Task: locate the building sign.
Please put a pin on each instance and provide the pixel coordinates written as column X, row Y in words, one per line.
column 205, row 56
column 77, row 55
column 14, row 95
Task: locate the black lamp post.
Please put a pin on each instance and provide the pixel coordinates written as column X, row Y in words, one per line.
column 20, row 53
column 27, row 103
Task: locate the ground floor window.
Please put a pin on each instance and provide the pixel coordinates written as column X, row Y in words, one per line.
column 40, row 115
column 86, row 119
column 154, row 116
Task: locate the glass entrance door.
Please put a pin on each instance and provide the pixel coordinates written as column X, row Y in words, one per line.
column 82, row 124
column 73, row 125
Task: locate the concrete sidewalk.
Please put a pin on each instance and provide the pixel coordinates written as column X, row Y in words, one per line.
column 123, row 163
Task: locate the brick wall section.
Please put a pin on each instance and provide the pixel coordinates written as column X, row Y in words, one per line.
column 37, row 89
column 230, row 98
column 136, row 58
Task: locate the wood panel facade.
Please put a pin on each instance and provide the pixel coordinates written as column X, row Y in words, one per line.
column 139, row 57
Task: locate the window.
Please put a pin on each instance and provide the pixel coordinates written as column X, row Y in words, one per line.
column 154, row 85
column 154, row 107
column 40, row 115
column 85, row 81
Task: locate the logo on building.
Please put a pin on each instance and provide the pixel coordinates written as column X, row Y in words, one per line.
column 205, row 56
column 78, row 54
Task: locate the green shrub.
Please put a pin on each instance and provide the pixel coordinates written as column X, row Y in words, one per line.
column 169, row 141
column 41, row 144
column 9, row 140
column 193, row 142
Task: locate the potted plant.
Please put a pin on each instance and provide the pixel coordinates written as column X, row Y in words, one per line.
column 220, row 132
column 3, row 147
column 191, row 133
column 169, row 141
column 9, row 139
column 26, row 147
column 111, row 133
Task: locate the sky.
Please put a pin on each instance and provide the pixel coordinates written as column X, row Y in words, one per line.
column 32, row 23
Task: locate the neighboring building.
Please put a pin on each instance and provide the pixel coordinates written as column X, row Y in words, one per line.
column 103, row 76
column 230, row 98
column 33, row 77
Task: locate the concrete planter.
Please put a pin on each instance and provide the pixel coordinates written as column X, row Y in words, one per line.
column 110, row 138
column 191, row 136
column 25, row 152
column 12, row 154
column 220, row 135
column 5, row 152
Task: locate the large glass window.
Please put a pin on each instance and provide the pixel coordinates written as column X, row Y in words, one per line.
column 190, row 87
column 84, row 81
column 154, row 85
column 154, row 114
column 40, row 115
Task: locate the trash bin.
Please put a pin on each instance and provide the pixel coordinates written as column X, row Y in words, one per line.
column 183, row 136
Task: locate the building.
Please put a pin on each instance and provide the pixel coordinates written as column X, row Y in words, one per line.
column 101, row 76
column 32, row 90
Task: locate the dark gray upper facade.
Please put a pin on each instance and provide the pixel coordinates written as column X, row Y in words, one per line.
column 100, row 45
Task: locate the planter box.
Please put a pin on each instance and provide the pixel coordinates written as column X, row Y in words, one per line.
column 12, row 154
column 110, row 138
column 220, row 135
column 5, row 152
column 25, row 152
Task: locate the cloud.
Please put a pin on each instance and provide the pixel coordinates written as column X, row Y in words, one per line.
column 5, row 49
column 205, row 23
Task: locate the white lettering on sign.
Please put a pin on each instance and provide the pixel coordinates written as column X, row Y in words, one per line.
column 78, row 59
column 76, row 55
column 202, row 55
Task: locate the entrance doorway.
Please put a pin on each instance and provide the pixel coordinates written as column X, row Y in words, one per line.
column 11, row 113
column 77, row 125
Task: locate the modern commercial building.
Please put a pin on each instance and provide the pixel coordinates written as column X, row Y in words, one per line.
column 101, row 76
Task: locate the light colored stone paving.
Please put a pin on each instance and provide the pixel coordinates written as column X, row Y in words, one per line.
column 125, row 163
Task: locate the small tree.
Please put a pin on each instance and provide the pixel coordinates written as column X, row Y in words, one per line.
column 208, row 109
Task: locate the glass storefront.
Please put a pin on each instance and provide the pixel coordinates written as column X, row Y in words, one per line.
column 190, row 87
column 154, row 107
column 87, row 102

-.-.-

### [Problem to work on]
All lines above between those holding "Task: locate the neighboring building." and "Task: locate the large glass window.", inclusive, must be set down unchanged, and no other line may be included.

### [Exercise solution]
Task: locate the neighboring building.
Please put a pin on each instance and provide the pixel coordinates written as column X, row Y in words, one per line.
column 103, row 76
column 230, row 98
column 33, row 77
Task: locate the concrete planter.
Please put a pin on each instance and provide the pixel coordinates written as column X, row Y in words, one per line.
column 110, row 138
column 191, row 136
column 25, row 152
column 12, row 154
column 220, row 135
column 5, row 152
Task: locate the large glass window.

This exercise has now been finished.